* [Instructions for the task]
In the listing below, take the lines from the one holding "find the wrinkled face" through the end of the listing, inclusive, and swap "instance" for "occurrence" wherever it occurs, leaving everything else unchanged. Return only those lines, without the pictures.

* [Supplied material]

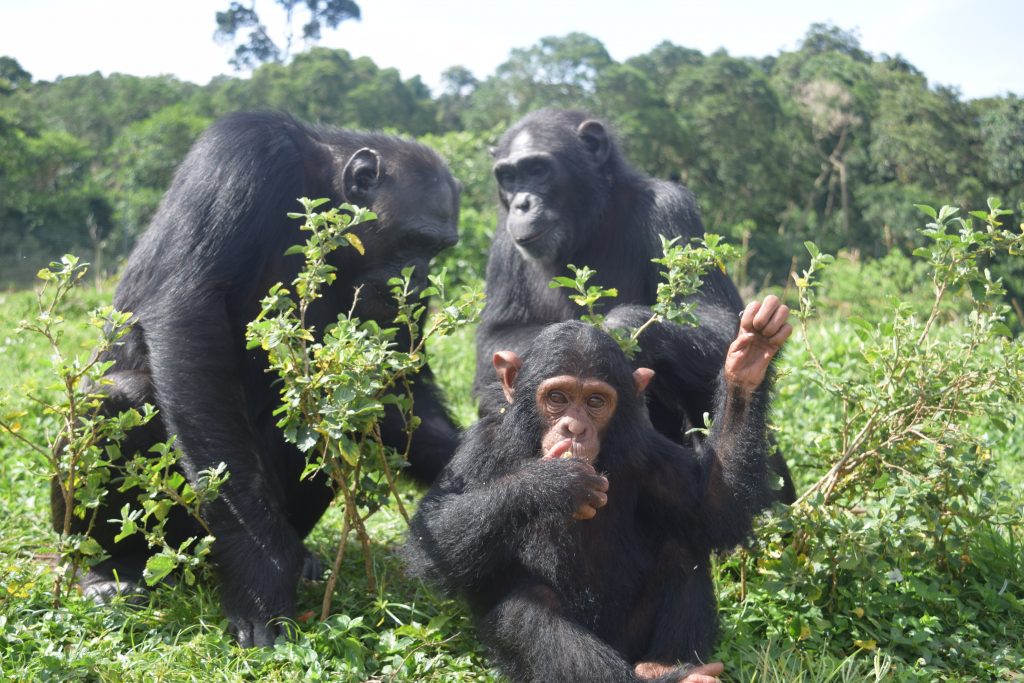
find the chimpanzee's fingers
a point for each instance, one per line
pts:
(598, 482)
(765, 312)
(747, 318)
(775, 323)
(585, 512)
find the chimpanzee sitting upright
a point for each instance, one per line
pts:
(195, 280)
(581, 535)
(567, 196)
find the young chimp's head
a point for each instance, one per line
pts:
(573, 386)
(554, 171)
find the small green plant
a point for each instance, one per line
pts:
(896, 547)
(82, 456)
(684, 266)
(337, 383)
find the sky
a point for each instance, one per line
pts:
(973, 45)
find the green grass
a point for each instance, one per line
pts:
(403, 631)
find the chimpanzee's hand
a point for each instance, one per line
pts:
(585, 489)
(763, 330)
(253, 631)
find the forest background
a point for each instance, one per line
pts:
(824, 143)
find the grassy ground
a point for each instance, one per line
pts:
(401, 632)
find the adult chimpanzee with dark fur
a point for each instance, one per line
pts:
(567, 196)
(580, 534)
(195, 280)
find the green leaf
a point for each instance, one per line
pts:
(159, 566)
(356, 243)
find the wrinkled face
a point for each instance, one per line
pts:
(574, 412)
(531, 186)
(417, 217)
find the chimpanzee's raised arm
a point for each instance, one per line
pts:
(731, 471)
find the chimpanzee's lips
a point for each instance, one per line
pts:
(523, 240)
(561, 450)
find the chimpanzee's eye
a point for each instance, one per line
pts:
(558, 397)
(505, 175)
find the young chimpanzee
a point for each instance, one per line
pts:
(580, 535)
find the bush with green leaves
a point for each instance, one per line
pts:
(82, 457)
(337, 383)
(903, 543)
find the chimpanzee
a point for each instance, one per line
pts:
(195, 280)
(567, 196)
(580, 534)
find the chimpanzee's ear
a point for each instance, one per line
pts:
(595, 137)
(360, 177)
(641, 378)
(507, 365)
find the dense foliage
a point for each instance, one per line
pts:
(899, 398)
(826, 142)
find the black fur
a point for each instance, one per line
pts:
(195, 280)
(599, 212)
(563, 600)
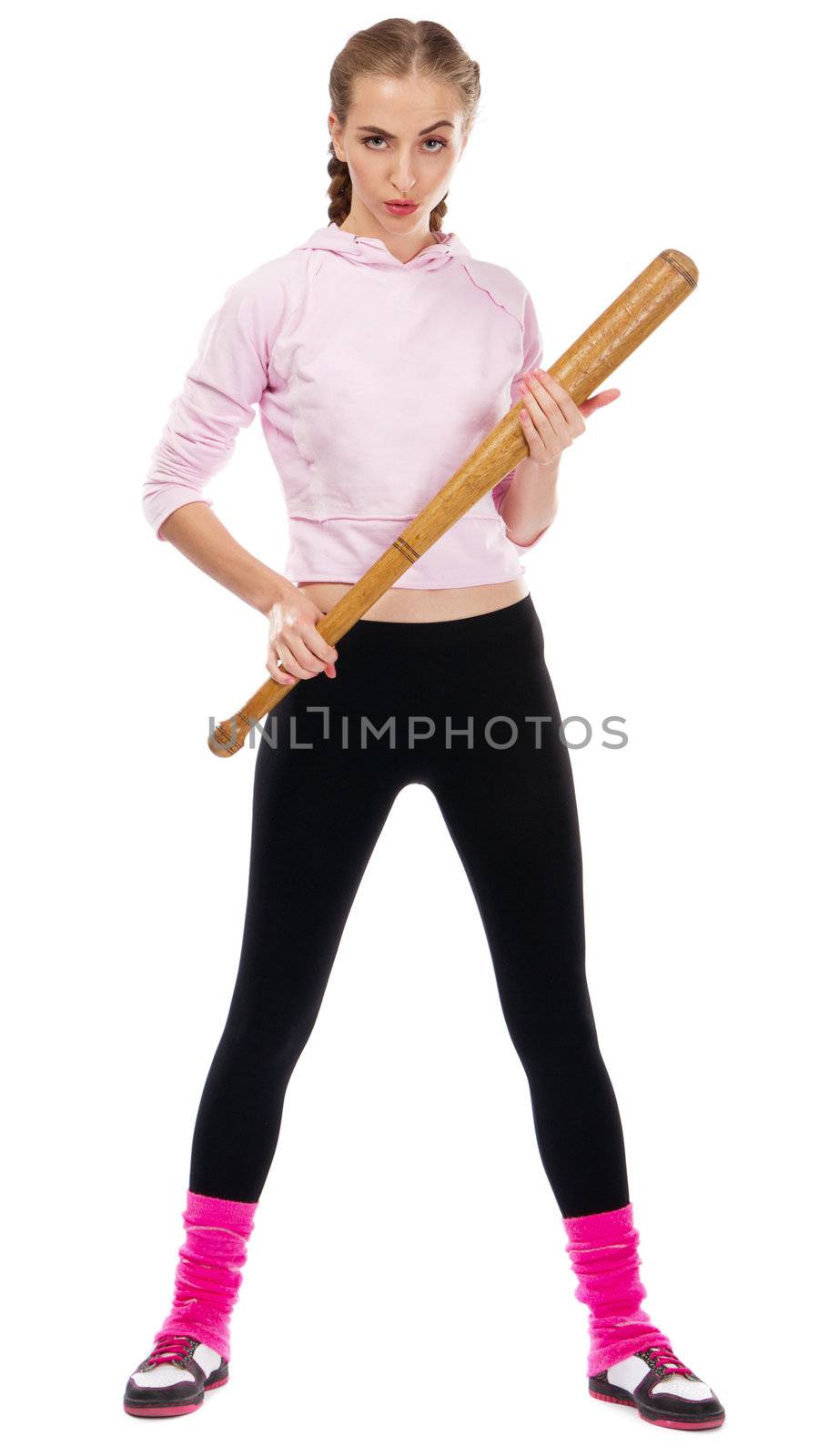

* [The result]
find the wrinkled face
a point for each occurrence, one per line
pts:
(574, 412)
(531, 186)
(417, 217)
find the chimpanzee's raised arm
a point for each occurrence, one per line
pts:
(731, 471)
find the chimpanzee's lips
a point for each occurrence, one per line
pts:
(523, 240)
(561, 450)
find the chimpanzee's eye
a point for each occurrence, one per line
pts:
(558, 397)
(505, 175)
find the young chimpanzee
a point for each occurrence, one per line
pts:
(580, 535)
find the bush with green leaves
a point for each occurrence, one per line
pts:
(82, 457)
(337, 383)
(903, 543)
find the chimpanzee
a point for each occurrence, one per line
pts:
(195, 280)
(567, 196)
(580, 534)
find the chimpanzee's ear
a point for each occurrence, one per line
pts:
(595, 137)
(360, 177)
(641, 378)
(507, 365)
find the dense foliage
a point for each occurrence, one per line
pts:
(899, 398)
(826, 142)
find the black fur
a point for each occurrence, one per line
pts:
(195, 280)
(599, 212)
(563, 600)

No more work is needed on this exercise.